• Task prompt:
In the entries below, identify every line with the string "trail" and copy it.

BEGIN

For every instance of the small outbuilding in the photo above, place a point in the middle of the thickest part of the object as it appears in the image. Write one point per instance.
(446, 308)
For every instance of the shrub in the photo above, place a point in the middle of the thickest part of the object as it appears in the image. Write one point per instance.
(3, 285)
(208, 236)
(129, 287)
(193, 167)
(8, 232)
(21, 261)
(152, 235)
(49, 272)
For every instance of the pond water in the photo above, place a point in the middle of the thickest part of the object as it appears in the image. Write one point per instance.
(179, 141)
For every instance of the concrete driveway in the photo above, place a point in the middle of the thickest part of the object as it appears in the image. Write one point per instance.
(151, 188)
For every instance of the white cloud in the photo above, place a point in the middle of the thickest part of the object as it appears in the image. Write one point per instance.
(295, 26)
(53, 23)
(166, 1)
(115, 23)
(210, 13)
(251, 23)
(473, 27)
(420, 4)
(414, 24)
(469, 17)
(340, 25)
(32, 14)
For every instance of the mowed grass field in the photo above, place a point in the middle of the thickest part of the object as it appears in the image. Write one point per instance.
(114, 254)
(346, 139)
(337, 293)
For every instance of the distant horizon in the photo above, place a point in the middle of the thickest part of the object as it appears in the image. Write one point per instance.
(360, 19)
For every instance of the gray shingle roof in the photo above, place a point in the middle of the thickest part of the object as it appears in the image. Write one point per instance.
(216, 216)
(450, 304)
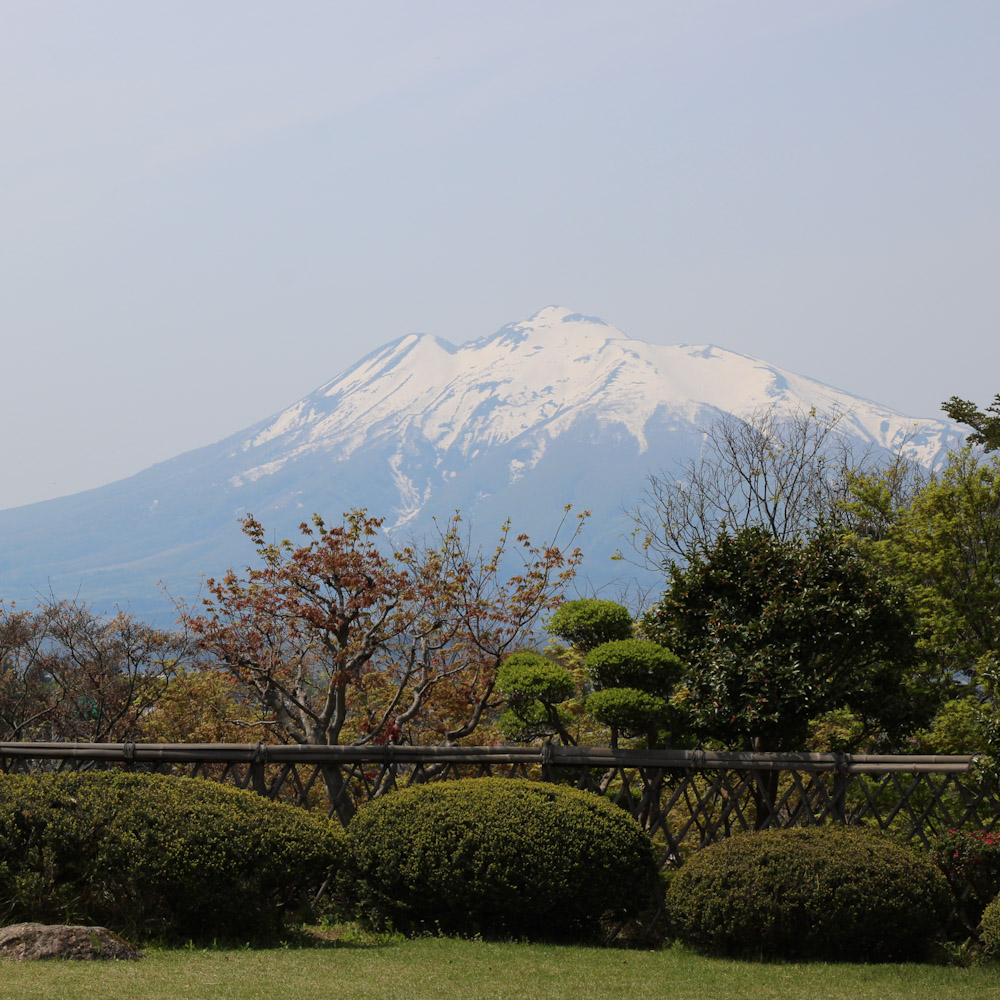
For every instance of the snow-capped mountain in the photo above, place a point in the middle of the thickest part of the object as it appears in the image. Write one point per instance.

END
BEGIN

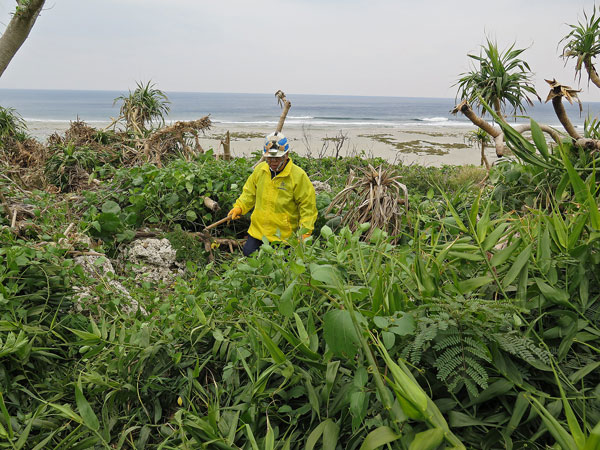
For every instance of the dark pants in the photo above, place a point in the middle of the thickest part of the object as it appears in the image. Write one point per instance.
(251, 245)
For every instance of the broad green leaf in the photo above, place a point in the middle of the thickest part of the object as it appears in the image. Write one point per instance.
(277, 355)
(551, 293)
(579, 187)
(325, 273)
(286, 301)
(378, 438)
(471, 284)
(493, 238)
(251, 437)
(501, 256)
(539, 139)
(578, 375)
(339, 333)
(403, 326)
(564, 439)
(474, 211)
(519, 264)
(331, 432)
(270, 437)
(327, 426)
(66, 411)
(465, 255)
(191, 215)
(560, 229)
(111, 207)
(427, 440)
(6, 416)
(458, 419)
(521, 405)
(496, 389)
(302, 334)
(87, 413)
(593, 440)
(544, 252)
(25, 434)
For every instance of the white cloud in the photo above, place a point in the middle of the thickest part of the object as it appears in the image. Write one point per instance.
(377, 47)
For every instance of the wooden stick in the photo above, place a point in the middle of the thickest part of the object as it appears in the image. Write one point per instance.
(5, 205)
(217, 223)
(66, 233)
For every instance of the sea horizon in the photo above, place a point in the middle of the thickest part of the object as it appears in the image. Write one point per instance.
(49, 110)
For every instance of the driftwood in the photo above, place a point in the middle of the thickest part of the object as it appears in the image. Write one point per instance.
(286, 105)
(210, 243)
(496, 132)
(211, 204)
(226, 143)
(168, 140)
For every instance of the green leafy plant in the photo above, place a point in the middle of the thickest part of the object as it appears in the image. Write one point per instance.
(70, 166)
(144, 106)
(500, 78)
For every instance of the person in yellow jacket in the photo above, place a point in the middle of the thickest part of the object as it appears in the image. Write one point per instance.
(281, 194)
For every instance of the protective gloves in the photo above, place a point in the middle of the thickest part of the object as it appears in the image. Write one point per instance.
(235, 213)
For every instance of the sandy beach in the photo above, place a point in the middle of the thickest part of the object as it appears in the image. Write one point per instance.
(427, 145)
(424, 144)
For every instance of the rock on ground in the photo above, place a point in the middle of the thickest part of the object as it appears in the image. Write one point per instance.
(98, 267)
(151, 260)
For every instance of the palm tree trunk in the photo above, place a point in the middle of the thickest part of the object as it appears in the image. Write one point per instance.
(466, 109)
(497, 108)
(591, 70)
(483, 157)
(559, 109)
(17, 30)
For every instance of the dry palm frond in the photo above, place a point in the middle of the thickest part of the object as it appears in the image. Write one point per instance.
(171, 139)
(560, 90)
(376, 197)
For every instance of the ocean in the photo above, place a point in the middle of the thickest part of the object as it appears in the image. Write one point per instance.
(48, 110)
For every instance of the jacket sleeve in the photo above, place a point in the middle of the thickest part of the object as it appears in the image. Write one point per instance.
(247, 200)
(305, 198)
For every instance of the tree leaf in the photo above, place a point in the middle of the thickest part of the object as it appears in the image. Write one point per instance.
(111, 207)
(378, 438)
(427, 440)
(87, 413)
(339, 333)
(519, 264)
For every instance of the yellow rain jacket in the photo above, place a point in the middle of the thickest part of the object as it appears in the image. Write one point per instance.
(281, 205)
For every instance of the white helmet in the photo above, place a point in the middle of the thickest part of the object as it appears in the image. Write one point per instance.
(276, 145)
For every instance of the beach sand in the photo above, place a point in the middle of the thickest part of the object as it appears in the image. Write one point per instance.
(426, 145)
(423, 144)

END
BEGIN

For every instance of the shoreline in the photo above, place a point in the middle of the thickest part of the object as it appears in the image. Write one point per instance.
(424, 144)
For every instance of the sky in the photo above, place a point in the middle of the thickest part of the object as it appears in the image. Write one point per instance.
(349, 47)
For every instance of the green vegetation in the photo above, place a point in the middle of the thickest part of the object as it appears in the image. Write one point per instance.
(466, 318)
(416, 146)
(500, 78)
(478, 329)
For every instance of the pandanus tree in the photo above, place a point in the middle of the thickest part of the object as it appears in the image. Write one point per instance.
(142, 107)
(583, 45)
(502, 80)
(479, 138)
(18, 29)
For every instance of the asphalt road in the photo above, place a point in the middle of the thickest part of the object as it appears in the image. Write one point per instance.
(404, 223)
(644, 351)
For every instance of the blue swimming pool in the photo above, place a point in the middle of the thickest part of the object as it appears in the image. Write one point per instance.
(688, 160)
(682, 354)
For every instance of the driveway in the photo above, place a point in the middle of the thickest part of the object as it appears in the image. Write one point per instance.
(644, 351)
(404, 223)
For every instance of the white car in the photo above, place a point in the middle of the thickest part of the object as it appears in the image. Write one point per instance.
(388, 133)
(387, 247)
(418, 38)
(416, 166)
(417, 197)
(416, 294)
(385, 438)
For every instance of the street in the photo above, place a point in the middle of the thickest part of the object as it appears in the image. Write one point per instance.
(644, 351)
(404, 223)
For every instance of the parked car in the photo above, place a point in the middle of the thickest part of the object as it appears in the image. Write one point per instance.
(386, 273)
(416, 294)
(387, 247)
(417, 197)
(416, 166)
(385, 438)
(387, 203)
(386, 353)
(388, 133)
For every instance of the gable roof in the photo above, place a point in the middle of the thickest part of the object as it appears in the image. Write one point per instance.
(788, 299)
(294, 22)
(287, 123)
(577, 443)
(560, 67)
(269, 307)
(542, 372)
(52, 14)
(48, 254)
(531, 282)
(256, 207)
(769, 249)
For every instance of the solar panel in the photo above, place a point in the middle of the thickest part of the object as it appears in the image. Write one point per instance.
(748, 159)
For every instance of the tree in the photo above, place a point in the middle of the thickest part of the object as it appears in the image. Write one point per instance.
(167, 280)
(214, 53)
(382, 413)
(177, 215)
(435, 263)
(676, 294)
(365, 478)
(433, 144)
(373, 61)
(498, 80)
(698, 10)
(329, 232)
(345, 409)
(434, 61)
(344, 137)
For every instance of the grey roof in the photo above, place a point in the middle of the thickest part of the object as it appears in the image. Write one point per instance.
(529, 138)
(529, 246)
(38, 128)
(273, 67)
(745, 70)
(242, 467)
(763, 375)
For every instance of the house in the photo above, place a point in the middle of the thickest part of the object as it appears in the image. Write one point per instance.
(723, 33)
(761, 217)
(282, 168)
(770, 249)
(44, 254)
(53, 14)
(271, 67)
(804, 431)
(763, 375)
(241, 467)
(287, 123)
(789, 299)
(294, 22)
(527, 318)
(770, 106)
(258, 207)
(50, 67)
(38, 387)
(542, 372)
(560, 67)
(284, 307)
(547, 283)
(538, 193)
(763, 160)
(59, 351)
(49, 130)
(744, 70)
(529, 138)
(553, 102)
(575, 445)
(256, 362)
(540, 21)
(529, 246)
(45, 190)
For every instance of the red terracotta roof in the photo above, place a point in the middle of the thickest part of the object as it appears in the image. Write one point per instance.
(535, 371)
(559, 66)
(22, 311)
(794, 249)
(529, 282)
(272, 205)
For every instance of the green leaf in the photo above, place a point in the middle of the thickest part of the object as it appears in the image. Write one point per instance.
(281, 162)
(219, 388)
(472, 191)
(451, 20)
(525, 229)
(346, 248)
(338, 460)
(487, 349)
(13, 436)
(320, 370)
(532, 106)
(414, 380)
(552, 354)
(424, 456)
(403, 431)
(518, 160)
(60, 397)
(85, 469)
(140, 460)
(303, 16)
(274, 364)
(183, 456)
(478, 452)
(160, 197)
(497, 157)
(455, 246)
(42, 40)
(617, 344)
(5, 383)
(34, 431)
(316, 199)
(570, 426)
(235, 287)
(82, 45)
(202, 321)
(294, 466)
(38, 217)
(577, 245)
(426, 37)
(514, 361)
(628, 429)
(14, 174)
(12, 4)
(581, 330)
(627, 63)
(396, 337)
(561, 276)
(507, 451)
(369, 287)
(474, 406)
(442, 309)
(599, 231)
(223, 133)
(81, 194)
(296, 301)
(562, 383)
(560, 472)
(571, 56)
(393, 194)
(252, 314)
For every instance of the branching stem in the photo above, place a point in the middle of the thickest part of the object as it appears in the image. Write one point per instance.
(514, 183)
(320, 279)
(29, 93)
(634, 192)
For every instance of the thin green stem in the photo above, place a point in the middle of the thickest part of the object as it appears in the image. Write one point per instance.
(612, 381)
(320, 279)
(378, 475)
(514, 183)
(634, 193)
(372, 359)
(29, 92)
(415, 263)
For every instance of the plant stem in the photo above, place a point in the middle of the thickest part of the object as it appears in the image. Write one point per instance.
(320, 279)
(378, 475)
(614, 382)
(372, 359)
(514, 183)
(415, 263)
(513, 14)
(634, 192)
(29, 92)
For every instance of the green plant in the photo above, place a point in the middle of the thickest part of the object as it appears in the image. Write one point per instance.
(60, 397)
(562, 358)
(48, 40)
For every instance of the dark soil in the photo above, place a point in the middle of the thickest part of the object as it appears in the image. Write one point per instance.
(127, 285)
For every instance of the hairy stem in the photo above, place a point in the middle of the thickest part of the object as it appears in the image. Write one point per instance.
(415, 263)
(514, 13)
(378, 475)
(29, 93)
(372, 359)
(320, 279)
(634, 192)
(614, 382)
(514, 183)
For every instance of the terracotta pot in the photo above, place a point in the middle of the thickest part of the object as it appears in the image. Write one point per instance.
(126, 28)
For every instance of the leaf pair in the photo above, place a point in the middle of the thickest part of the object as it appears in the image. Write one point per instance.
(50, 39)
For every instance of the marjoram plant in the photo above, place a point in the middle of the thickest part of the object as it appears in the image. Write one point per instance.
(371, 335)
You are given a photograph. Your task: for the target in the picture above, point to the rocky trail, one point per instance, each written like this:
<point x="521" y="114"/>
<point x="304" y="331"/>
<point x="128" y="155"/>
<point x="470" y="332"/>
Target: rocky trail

END

• Solution:
You are given a photograph. Your task: for the target in the picture above, point to the rocky trail, one point per instance, each written like this:
Target: rocky trail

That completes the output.